TASK DETAILS: In the records below, recast the lines starting at the one that contains "Task: Where can the chevrolet" and ending at the one that contains "[[510, 108]]" as a Markdown table with the columns No. and Line. Give one numbered row per line, skip blank lines, and include only those lines.

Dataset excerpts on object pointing
######
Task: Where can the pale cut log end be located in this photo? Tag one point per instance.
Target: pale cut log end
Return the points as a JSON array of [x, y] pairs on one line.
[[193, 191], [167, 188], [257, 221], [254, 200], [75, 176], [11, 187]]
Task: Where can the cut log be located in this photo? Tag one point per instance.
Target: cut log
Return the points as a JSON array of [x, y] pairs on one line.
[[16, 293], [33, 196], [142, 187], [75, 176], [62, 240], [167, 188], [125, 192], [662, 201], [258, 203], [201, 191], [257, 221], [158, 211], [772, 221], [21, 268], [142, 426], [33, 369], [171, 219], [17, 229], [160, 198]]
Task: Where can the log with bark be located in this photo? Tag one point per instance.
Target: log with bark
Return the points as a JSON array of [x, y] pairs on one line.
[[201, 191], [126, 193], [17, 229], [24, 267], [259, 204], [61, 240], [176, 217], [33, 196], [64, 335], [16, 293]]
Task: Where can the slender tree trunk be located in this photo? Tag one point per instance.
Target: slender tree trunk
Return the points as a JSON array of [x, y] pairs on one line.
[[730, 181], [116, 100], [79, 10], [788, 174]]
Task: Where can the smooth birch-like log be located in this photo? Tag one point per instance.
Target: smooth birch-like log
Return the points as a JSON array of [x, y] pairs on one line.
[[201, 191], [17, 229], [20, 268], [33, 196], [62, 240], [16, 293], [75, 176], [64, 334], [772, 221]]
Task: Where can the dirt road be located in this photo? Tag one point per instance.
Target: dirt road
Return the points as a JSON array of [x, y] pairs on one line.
######
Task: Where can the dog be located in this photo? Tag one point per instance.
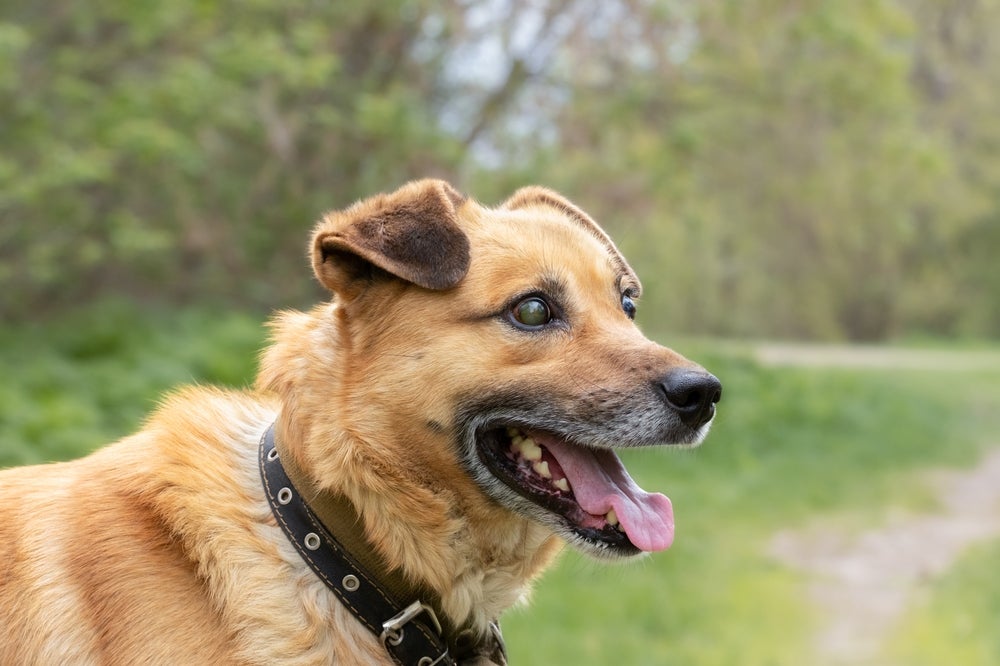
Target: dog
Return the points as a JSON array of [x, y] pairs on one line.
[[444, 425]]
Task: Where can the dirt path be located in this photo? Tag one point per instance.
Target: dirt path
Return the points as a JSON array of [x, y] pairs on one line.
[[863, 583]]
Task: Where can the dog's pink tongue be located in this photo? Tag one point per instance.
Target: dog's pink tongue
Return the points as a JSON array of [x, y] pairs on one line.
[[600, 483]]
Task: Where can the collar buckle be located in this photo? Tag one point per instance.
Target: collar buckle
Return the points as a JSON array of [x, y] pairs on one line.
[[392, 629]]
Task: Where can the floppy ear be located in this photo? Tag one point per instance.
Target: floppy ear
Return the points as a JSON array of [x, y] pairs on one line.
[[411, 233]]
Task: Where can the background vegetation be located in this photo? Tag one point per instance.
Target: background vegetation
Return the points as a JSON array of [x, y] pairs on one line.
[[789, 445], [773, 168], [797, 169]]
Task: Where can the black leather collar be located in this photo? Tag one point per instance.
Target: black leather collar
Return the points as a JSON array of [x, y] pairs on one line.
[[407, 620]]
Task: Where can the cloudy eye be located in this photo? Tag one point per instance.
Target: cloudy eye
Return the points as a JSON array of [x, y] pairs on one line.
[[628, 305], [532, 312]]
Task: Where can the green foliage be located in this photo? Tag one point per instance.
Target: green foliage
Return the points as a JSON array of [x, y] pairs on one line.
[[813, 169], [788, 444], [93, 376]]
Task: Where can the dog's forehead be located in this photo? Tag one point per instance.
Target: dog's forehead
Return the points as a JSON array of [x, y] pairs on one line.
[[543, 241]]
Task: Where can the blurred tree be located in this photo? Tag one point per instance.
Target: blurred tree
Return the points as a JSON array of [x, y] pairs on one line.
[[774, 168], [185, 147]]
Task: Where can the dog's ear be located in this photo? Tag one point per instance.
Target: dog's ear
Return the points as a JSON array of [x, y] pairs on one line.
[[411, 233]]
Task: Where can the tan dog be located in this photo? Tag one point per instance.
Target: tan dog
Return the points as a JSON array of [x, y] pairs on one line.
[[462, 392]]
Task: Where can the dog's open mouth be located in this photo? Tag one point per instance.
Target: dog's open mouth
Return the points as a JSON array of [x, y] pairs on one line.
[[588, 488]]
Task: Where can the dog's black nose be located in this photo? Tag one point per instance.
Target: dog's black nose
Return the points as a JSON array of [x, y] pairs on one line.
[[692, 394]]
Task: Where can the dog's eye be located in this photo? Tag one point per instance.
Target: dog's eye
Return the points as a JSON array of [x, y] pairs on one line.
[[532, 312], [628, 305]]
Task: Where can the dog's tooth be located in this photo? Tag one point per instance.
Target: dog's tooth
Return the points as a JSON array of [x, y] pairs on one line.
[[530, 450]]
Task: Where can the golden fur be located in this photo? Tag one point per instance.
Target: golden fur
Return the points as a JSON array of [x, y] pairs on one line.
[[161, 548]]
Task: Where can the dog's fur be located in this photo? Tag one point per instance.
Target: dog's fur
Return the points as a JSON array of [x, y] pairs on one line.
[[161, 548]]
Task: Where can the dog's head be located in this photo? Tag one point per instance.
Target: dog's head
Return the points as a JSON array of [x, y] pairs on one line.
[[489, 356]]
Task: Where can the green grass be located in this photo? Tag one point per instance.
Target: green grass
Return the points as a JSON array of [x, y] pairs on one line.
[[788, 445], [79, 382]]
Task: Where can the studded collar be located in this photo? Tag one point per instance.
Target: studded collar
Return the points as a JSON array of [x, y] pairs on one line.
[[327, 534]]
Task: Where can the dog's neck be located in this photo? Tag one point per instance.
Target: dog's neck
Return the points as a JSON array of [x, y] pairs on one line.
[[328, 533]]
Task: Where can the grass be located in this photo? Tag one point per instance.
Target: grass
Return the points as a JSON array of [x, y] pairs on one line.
######
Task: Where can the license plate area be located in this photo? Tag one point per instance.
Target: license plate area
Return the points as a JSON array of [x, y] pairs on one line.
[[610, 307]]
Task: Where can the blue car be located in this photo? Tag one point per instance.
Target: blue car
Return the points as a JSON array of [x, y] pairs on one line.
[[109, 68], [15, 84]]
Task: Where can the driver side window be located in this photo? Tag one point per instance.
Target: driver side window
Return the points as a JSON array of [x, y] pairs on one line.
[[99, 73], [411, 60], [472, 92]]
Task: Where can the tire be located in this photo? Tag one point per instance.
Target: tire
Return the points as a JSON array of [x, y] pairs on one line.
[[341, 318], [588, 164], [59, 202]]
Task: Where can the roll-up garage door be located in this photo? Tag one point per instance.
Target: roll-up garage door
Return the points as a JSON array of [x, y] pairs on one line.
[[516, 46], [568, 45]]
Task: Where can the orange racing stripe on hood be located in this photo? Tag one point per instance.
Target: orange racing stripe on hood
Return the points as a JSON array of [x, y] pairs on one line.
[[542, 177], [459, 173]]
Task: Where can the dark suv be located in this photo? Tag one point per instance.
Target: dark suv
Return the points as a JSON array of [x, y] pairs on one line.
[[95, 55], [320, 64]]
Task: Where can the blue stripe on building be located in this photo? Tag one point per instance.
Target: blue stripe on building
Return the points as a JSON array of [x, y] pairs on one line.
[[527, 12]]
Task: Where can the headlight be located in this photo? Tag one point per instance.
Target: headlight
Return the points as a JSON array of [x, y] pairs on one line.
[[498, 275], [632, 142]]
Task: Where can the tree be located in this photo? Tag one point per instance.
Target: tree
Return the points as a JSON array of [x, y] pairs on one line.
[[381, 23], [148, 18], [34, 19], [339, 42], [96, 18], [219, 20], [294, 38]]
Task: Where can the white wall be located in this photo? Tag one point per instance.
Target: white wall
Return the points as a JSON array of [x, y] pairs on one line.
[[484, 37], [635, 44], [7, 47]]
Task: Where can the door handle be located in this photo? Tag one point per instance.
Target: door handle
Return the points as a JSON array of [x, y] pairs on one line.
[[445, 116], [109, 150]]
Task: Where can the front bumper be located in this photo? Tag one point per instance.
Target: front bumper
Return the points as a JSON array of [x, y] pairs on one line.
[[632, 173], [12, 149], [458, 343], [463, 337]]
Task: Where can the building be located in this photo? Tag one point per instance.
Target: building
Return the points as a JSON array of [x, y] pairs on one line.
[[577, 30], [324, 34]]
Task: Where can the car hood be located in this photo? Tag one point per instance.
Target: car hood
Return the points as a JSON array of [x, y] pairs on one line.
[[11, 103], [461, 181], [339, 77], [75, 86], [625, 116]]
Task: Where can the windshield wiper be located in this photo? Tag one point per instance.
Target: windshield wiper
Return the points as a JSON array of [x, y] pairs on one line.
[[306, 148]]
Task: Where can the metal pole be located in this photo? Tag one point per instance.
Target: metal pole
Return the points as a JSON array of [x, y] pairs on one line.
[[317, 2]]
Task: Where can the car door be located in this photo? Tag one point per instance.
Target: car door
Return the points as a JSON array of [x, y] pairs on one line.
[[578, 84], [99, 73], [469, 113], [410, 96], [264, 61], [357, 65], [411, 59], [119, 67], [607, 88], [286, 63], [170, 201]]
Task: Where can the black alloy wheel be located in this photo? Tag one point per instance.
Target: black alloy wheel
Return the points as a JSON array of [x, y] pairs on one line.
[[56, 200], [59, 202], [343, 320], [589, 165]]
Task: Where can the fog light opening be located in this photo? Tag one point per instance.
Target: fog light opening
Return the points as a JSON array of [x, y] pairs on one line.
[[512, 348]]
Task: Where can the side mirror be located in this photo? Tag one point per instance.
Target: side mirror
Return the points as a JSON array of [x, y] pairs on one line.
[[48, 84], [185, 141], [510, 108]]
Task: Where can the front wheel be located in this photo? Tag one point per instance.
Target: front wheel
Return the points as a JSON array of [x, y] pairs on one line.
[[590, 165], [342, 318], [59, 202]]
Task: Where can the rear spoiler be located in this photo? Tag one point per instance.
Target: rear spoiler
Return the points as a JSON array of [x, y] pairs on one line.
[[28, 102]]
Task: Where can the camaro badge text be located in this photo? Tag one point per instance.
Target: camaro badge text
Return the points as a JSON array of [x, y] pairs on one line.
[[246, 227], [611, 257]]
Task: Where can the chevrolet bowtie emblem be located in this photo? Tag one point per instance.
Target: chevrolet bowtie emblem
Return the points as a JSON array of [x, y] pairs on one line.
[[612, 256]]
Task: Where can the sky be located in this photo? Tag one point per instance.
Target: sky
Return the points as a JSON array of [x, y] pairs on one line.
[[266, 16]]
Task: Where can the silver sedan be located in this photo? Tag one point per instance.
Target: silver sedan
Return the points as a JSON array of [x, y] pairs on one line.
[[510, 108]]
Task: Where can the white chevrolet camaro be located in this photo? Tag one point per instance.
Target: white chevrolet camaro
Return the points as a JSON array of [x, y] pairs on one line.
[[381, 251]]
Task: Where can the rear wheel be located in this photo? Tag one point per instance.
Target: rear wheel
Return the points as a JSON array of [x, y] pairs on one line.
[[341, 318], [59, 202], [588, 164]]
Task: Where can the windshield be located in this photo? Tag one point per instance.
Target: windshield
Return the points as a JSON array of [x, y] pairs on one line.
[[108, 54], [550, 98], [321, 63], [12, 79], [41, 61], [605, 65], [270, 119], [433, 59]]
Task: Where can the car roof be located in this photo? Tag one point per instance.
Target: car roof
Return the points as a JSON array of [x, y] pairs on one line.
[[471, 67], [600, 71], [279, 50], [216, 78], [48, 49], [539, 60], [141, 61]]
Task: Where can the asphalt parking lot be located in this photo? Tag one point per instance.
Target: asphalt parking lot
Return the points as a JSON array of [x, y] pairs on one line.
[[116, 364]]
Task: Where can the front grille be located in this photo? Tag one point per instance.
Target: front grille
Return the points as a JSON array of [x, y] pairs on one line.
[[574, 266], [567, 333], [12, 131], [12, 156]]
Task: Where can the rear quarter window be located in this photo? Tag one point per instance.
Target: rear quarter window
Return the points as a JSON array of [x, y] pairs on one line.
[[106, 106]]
######
OUTPUT BELOW:
| No. | Line |
|---|---|
| 1 | Task: Where can the chevrolet bowtie emblem be located in this photo? Tag one point per instance. |
| 2 | Target: chevrolet bowtie emblem |
| 3 | Return the points as a JSON array of [x, y] pairs on one line. |
| 4 | [[612, 256]] |
| 5 | Task: Where can the sky be located in this photo? Tag one point per instance. |
| 6 | Target: sky |
| 7 | Return the points as a JSON array of [x, y] pairs on one line. |
| 8 | [[266, 16]] |
| 9 | Task: Where can the silver sedan be located in this photo? Tag one point per instance. |
| 10 | Target: silver sedan |
| 11 | Return the points as a JSON array of [x, y] pairs on one line. |
| 12 | [[510, 108]] |